--- PROVIDED INFORMATION ---

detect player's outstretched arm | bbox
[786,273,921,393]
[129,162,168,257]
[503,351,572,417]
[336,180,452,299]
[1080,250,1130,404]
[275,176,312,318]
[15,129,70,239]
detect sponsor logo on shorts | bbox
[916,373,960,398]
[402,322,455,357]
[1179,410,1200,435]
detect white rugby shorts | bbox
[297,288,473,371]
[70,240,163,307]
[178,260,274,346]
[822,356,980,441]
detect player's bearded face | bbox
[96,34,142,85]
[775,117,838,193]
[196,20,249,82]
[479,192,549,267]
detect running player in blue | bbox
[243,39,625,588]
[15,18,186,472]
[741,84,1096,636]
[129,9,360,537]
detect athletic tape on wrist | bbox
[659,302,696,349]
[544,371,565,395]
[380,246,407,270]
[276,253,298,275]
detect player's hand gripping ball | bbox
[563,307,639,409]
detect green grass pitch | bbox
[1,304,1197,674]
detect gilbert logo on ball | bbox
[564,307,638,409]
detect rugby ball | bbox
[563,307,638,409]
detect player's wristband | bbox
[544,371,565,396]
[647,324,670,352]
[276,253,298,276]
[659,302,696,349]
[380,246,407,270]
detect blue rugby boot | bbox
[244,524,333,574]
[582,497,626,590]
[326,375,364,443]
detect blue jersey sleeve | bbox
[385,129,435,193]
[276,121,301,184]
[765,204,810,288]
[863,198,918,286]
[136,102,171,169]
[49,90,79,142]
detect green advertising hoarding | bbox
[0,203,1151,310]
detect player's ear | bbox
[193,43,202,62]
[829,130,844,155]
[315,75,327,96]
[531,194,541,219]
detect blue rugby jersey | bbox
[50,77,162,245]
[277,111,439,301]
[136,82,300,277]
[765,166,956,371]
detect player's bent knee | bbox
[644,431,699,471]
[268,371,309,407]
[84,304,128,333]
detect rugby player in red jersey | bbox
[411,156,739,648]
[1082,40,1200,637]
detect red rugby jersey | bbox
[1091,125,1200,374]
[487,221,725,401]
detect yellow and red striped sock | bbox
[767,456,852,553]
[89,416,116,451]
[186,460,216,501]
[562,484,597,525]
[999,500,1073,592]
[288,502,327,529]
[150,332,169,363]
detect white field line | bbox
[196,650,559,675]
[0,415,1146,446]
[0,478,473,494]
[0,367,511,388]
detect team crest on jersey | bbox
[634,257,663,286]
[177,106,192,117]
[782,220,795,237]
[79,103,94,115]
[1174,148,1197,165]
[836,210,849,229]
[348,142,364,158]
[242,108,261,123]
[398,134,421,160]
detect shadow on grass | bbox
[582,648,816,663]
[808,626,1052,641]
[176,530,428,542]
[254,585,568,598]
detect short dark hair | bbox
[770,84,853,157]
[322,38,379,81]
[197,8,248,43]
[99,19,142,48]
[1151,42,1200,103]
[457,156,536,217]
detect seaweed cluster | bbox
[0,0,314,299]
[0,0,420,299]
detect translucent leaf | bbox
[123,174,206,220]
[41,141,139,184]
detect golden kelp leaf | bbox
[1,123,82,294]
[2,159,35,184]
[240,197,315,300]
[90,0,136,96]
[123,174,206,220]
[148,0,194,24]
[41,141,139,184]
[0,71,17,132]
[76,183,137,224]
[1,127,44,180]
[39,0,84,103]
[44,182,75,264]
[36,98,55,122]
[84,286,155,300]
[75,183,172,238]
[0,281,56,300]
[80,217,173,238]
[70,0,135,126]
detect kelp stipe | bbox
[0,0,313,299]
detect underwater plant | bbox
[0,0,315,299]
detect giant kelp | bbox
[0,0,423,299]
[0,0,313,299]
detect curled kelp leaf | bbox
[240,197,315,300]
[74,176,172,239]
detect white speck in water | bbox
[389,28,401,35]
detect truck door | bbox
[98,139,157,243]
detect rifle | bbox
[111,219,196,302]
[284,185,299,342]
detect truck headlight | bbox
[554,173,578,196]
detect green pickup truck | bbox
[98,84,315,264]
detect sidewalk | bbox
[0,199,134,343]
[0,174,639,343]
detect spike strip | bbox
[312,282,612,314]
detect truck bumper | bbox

--- WORK TASK ---
Everything in the records must be returned exactly.

--- TASK SOLUTION ---
detect player's outstretched arm | bbox
[786,273,921,393]
[129,162,168,257]
[503,351,572,417]
[336,180,452,299]
[1080,250,1130,404]
[275,176,312,318]
[15,129,70,239]
detect sponsor logo on shorts | bbox
[916,373,960,398]
[402,322,455,357]
[1179,410,1200,435]
detect white rugby shorts | bbox
[297,288,473,371]
[70,240,163,307]
[178,260,274,346]
[822,356,980,441]
detect player's bearded face | bbox
[96,34,142,85]
[775,117,838,193]
[196,20,249,82]
[479,192,549,267]
detect running player in blue | bbox
[243,39,625,588]
[15,18,186,472]
[741,84,1096,636]
[129,9,360,537]
detect athletic tape on wrist | bbox
[659,302,696,349]
[544,371,565,395]
[380,246,407,270]
[276,253,298,275]
detect player's hand gripping ball | bbox
[563,307,639,409]
detect green grass pitch | bbox
[1,304,1197,674]
detect gilbert logo on ball | bbox
[564,307,638,409]
detect rugby ball | bbox
[563,307,638,409]
detect player's wristband | bbox
[544,371,565,396]
[647,324,670,352]
[276,253,298,276]
[659,302,696,349]
[380,246,407,270]
detect blue rugby boot | bbox
[244,524,333,574]
[582,497,626,590]
[326,375,364,443]
detect blue jersey sleeve | bbox
[385,129,435,193]
[276,121,301,184]
[765,204,810,288]
[863,198,918,286]
[136,102,171,169]
[49,90,79,142]
detect green advertising hoarding | bbox
[0,203,1151,310]
detect player's ear | bbox
[193,43,202,62]
[829,130,844,155]
[315,75,327,96]
[531,194,541,219]
detect blue rugby jersey | bbox
[50,77,162,245]
[277,111,439,301]
[136,82,300,277]
[765,166,956,371]
detect player's bent knee | bbox
[644,431,699,471]
[268,371,309,407]
[84,304,128,333]
detect rugby player in red jersey | bbox
[411,156,739,648]
[1082,40,1200,637]
detect red rugby jersey | bbox
[1091,125,1200,374]
[487,221,725,401]
detect yellow and red striped sock | bbox
[767,456,852,553]
[89,416,116,451]
[186,460,216,501]
[562,484,597,525]
[999,500,1073,592]
[288,502,327,529]
[150,332,169,363]
detect white field line | bbox
[196,650,559,675]
[0,415,1146,446]
[0,478,473,494]
[0,367,511,388]
detect team crest on jersey | bbox
[634,257,663,286]
[177,106,192,117]
[782,220,795,237]
[79,103,94,115]
[1174,148,1197,165]
[836,210,849,229]
[348,142,364,158]
[242,108,261,123]
[398,134,421,160]
detect shadow on grass | bbox
[582,648,816,663]
[808,626,1052,641]
[176,530,428,542]
[254,585,568,598]
detect short dark hair | bbox
[770,84,853,157]
[322,38,379,81]
[197,8,248,43]
[99,19,142,48]
[1151,42,1200,103]
[457,156,536,217]
detect seaweed cluster | bbox
[0,0,314,299]
[0,0,420,299]
detect translucent leaf | bbox
[123,174,206,220]
[41,141,139,184]
detect golden kelp leaf | bbox
[1,123,82,294]
[2,159,35,184]
[240,197,315,300]
[90,0,136,96]
[123,174,206,220]
[148,0,194,24]
[41,141,139,184]
[0,71,17,132]
[76,183,137,224]
[1,127,44,180]
[39,0,84,103]
[44,182,75,264]
[36,98,55,122]
[84,286,155,300]
[75,183,172,238]
[0,281,56,300]
[80,217,173,238]
[70,0,135,126]
detect kelp stipe | bbox
[0,0,313,299]
detect underwater plant | bbox
[0,0,315,299]
detect giant kelp | bbox
[0,0,423,299]
[0,0,313,299]
detect curled kelp leaf | bbox
[240,197,315,300]
[74,176,172,239]
detect white speck in water | bbox
[389,28,401,35]
detect truck door | bbox
[98,139,157,243]
detect rifle | bbox
[111,219,196,302]
[284,185,299,342]
detect truck headlight | bbox
[554,173,578,196]
detect green pickup truck | bbox
[98,84,315,264]
detect sidewalk | bbox
[0,199,134,343]
[0,174,639,343]
detect spike strip | bbox
[312,282,612,314]
detect truck bumper | bbox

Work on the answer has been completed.